## TASK REQUIREMENTS
Recast the material from its first line through the line containing "output: one JSON", both included, as a Markdown table with the columns Row and Line, numbering each line and omitting blank lines.

>> Start DATA ROWS

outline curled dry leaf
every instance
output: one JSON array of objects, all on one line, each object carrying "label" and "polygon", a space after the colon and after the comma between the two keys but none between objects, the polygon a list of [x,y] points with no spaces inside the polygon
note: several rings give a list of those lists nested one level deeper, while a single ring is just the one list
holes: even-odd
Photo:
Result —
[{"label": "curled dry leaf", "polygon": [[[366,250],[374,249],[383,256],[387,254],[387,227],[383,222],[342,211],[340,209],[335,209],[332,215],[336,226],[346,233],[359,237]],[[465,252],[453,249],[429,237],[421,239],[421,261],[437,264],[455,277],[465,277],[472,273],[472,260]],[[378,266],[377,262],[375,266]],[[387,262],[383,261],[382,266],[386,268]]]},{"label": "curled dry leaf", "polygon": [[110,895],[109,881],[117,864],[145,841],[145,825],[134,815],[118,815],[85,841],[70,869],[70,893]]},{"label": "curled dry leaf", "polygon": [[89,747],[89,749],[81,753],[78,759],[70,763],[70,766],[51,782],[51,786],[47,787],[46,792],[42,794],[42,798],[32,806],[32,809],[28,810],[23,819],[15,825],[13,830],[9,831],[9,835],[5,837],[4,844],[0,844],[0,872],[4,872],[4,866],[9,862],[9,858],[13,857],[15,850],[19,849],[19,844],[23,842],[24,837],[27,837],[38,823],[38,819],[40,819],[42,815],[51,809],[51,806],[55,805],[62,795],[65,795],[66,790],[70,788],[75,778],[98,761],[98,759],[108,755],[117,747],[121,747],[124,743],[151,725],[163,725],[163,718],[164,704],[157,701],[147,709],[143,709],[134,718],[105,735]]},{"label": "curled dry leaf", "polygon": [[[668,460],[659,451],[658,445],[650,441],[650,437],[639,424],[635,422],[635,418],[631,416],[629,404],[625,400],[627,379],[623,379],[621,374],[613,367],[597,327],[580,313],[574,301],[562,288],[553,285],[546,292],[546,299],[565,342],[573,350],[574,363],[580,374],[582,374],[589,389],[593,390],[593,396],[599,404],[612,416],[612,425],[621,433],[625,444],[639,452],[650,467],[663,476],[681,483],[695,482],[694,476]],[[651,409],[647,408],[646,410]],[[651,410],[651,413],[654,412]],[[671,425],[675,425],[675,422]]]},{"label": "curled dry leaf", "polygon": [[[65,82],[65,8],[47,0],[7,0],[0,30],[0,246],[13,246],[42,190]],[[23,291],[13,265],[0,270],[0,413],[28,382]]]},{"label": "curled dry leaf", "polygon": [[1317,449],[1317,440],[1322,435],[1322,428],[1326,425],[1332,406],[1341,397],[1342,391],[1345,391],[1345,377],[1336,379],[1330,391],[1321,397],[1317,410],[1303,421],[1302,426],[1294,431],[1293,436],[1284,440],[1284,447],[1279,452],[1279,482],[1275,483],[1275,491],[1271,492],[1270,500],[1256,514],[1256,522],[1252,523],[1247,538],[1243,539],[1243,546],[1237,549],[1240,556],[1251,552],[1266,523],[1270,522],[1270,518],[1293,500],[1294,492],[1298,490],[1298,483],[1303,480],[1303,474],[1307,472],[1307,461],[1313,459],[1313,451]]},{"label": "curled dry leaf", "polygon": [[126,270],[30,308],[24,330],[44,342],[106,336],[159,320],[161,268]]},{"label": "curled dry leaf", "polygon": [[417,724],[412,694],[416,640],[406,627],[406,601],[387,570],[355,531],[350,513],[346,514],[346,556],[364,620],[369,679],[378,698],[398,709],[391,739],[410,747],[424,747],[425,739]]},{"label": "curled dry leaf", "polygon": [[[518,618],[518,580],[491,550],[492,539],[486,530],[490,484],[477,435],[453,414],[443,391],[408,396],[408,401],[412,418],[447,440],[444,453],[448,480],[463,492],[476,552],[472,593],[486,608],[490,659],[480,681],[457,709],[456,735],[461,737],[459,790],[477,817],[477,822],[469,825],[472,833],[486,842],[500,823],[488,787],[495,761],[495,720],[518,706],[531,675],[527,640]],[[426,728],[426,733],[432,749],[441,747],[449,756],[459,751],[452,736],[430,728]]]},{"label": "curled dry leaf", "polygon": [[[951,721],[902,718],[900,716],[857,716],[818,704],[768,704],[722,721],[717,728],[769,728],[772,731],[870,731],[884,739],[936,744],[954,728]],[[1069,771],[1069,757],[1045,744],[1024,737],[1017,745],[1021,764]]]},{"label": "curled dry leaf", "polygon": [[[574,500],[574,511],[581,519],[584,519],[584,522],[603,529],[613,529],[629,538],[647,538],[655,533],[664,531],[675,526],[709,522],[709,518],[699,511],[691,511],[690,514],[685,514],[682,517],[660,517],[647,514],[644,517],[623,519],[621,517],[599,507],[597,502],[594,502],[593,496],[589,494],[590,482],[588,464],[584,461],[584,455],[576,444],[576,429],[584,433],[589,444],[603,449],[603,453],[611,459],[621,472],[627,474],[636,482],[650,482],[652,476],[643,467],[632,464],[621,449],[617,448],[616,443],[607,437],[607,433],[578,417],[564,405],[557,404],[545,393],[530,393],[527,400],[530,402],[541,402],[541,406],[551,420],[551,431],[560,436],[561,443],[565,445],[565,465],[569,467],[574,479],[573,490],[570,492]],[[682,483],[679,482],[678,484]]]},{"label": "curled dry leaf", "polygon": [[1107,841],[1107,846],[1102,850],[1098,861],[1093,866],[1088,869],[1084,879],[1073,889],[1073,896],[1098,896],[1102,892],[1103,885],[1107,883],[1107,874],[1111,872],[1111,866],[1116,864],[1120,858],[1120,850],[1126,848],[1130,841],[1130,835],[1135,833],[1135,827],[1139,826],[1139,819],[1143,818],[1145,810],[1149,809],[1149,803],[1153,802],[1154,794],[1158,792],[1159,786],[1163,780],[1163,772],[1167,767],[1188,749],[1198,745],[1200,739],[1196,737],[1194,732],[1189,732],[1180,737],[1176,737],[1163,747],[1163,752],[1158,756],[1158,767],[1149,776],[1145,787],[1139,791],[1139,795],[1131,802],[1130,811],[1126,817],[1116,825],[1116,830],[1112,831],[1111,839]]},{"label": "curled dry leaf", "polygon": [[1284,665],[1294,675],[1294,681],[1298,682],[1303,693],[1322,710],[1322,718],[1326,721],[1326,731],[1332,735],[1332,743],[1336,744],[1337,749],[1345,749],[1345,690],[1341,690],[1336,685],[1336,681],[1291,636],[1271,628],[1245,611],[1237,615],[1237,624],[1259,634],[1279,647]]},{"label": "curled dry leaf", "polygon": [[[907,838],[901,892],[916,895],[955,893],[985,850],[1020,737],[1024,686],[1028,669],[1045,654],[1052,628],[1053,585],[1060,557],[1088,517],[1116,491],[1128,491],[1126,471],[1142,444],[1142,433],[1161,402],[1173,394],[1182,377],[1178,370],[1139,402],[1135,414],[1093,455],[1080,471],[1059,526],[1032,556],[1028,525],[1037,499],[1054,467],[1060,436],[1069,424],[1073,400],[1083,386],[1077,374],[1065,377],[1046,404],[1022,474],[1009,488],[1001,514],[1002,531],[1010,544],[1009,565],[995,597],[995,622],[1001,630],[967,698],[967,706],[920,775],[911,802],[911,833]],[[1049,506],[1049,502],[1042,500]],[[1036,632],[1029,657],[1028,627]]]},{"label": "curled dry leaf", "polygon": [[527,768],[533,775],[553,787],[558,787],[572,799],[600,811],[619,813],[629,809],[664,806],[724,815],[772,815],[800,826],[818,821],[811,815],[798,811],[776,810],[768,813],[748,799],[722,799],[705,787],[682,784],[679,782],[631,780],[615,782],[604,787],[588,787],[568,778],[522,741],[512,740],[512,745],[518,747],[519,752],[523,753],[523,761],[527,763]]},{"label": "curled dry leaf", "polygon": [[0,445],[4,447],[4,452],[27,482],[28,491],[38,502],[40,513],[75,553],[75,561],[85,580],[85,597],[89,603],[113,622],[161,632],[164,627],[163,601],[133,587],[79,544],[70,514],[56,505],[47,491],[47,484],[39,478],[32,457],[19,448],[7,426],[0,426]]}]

>> End DATA ROWS

## WRITTEN RESPONSE
| Row | Line |
|---|---|
| 1 | outline curled dry leaf |
| 2 | every instance |
| 3 | output: one JSON array of objects, all on one line, each object carrying "label" and "polygon", a space after the colon and after the comma between the two keys but none between objects, the polygon a list of [x,y] points with no spaces inside the polygon |